What the exercise asks: Could you render all of the material below as a numbered list with one entry per line, dropping any blank lines and leaving the pictures out?

Material for the task:
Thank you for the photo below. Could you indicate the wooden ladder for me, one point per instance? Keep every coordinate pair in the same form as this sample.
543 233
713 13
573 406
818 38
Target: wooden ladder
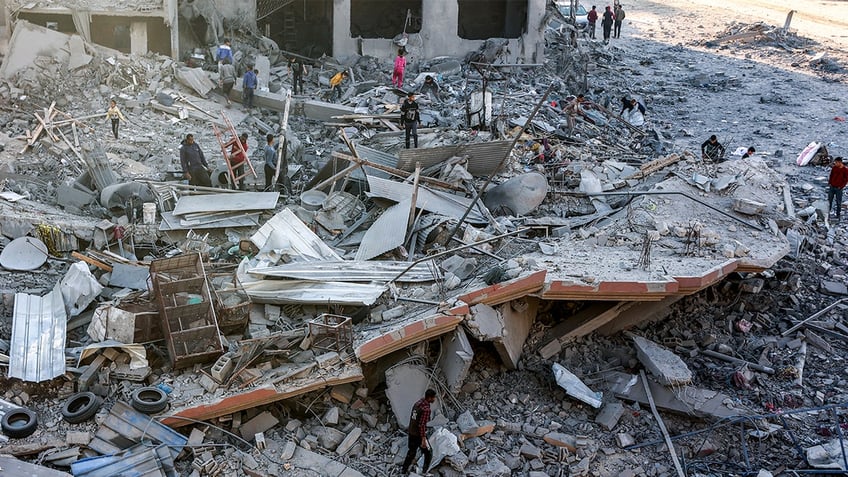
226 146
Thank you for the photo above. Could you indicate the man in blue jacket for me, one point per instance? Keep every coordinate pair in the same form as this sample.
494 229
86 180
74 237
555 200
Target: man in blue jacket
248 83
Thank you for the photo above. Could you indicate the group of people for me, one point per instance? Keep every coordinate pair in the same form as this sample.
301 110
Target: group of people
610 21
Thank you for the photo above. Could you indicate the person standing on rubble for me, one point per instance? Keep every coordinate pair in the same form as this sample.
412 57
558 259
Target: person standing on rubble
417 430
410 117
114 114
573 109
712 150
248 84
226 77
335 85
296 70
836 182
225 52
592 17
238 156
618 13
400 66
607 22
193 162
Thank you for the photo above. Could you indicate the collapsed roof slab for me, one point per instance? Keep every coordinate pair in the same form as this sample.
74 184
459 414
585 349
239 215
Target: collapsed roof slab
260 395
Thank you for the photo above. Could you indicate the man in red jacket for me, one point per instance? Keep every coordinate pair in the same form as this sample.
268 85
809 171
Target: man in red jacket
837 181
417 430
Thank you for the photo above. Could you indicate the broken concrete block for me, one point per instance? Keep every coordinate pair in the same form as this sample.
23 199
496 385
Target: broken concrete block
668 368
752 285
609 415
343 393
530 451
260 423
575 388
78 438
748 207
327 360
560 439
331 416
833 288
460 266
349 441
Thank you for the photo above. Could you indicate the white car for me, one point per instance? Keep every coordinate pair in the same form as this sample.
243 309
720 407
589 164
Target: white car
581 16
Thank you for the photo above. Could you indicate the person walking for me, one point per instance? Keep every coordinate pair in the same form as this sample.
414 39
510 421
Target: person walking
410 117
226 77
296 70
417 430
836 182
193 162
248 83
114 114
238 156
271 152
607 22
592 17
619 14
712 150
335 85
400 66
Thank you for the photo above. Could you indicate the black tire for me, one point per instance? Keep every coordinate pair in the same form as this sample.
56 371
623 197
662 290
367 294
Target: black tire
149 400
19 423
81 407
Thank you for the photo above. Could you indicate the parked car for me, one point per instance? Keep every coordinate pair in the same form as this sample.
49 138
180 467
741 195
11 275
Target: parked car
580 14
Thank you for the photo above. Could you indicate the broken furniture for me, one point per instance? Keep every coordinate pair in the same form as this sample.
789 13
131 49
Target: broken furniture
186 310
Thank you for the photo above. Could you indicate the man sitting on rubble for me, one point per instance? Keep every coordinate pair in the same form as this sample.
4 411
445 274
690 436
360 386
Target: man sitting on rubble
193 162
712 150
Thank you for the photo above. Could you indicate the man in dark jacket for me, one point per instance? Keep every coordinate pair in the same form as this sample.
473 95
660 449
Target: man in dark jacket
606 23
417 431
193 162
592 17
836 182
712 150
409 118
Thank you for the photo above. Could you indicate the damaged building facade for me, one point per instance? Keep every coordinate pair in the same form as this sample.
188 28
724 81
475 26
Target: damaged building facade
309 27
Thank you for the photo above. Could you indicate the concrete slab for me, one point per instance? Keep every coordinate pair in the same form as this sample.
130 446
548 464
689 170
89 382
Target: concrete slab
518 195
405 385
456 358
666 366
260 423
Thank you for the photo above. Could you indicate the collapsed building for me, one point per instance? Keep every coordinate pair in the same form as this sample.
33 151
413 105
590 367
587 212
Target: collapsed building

The completed task:
1. Thank you for the photo below. Could you indicate the wooden ladder for me, one point per instance? Keep every coordinate pair in the same form as this sample.
2. 543 233
3. 713 13
4. 573 406
5. 818 38
6. Target: wooden ladder
7. 226 146
8. Thank you for the photo above. Could you indicate the man in blue jacket for me, one point per instance? Keep every coordinate pair in the same form as this sample.
9. 494 229
10. 86 180
11. 74 237
12. 555 200
13. Target: man in blue jacket
14. 248 83
15. Thank you for the photo above. Could you indicate the group of people for me, one point per instance? Keep every coordinate pair in the same form as this sample.
16. 301 110
17. Target: group of people
18. 610 21
19. Thank you for the photo above. Could you indicate the person standing on rubble for me, one point per instance? Keep every coordinate pair in the same form as this sample.
20. 412 57
21. 558 259
22. Target: person standing on rubble
23. 417 430
24. 410 117
25. 114 114
26. 573 109
27. 712 150
28. 248 84
29. 226 77
30. 335 85
31. 296 70
32. 836 182
33. 225 52
34. 592 17
35. 238 156
36. 618 13
37. 400 66
38. 607 22
39. 193 162
40. Thank you for the photo above. Could you indicate the collapsed roof slab for me, one point per instance? Keep every coordinate pair in the same form as this sample.
41. 74 184
42. 459 414
43. 585 349
44. 239 215
45. Target: collapsed roof slab
46. 260 395
47. Thank you for the photo above. Could you indicate the man in red jacket for me, one point per instance? Keep every coordinate pair in the same form as this sample.
48. 268 85
49. 809 171
50. Target: man in red jacket
51. 837 181
52. 417 430
53. Thank you for the photo above. Could you indicate the broken concrete block for me, one point per instance? Keep every coordinate pair in the same form as this sample.
54. 23 199
55. 496 385
56. Target: broken concrete block
57. 668 368
58. 752 285
59. 609 415
60. 343 393
61. 530 451
62. 260 423
63. 575 388
64. 78 438
65. 748 207
66. 327 360
67. 560 439
68. 331 416
69. 833 288
70. 460 266
71. 349 441
72. Thank you for the photo above. Could you indicate the white car for me, one point per instance? Keep every coordinate pair in the same form as this sample.
73. 243 309
74. 720 407
75. 589 164
76. Target: white car
77. 581 16
78. Thank you for the photo above. Could you indicate the person walking for me, one point per instance? Keep every coordinate pair in the same form as this sample.
79. 414 39
80. 510 421
81. Target: person walking
82. 410 117
83. 226 77
84. 296 70
85. 417 430
86. 836 182
87. 193 162
88. 248 83
89. 114 114
90. 238 156
91. 271 152
92. 607 22
93. 592 17
94. 619 14
95. 712 150
96. 335 85
97. 400 66
98. Thank you for the photo above. Could you indicate the black tire for me, one point per instance? Keep every coordinate pair in the same form as this sample.
99. 56 371
100. 623 197
101. 662 290
102. 367 294
103. Target: black tire
104. 149 400
105. 19 423
106. 81 407
107. Thank you for the photo above. Could you indicate the parked car for me, one point per instance? Keep every coordinate pair in the same form as this sample.
108. 49 138
109. 180 467
110. 741 195
111. 11 275
112. Target: parked car
113. 580 14
114. Thank you for the photo above. Could you indicate the broken furniture for me, one point per instance? Keep every coordinate pair in the same form as this sample.
115. 789 13
116. 131 49
117. Target: broken furniture
118. 186 310
119. Thank you for the photo above. Could you indicate the man sitting on rubble for me, one point per instance? Keep every coordinate pair in the same form as this sample.
120. 4 411
121. 445 274
122. 690 436
123. 360 386
124. Target: man sitting on rubble
125. 193 162
126. 712 150
127. Thank you for the photo above. Could you indicate the man in dark jacket for me, one point per instance? Keep every coordinate pair in the same form as this sample.
128. 473 95
129. 660 449
130. Target: man in dark jacket
131. 606 23
132. 417 431
133. 193 162
134. 592 17
135. 836 182
136. 712 150
137. 409 118
138. Thank you for the photo above. Could you indicate the damaged building facade for me, one point per instance? Keep every coordinate pair in the same form as this sample.
139. 188 28
140. 724 81
141. 475 26
142. Target: damaged building facade
143. 309 27
144. Thank you for the photo above. Could you indicate the concrete slab for me, one point per instance? Keep every coordinate pair in the same form as this sample.
145. 130 446
146. 548 464
147. 689 170
148. 89 382
149. Target: concrete slab
150. 518 195
151. 405 385
152. 456 358
153. 666 366
154. 260 423
155. Thank you for the photo above. Could you indicate the collapsed building for me, one point per instance? Keep every coordinate pair in the same form as this sample.
156. 33 151
157. 413 105
158. 590 367
159. 587 212
160. Target: collapsed building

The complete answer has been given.